-- Records shown follows --
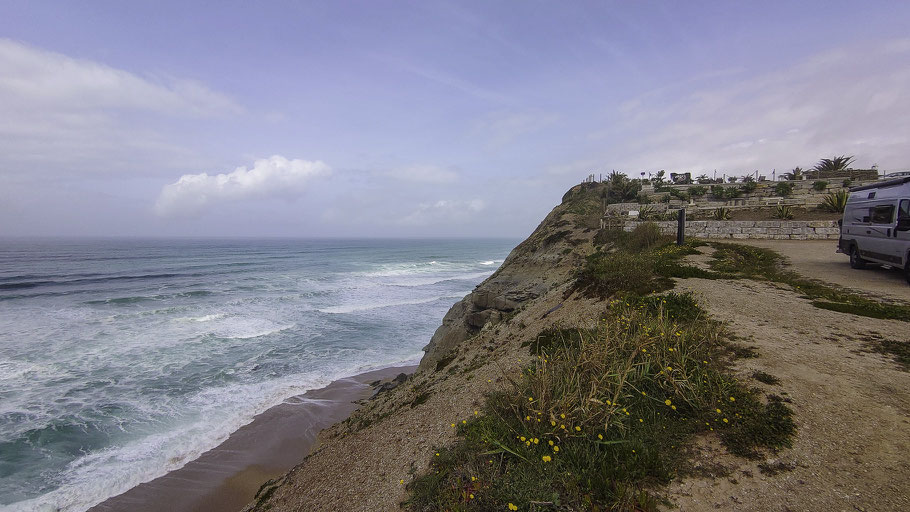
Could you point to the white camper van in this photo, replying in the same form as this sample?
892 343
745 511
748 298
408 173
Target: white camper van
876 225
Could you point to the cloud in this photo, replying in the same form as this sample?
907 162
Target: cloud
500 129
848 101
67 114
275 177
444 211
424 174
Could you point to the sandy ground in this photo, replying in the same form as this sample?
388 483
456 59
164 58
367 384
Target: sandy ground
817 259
-- Records shown concluded --
-- Records shown follows --
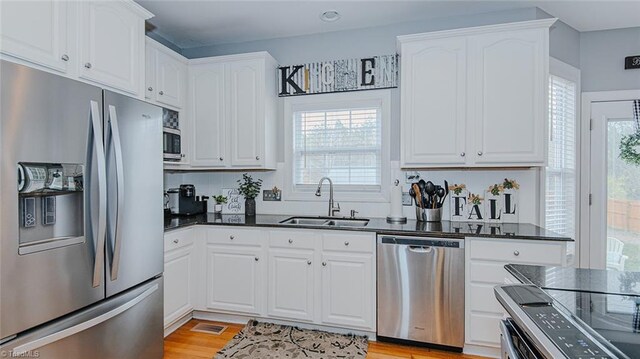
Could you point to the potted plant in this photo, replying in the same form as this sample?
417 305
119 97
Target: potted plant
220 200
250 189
-- Records shown concluded --
Task to carry out: Filter the records down to the lines containing the word "form", and copy those.

Result below:
Could you point to the white camper van in this photo, replying in the same form as this sample?
Could you point to the cloud in this photo, replying in the same form as this sample?
Could you point to the sandy ground in this photo, replying in the same form as this sample?
Could you point to the potted plant in this photo, replying in the same form as this sample?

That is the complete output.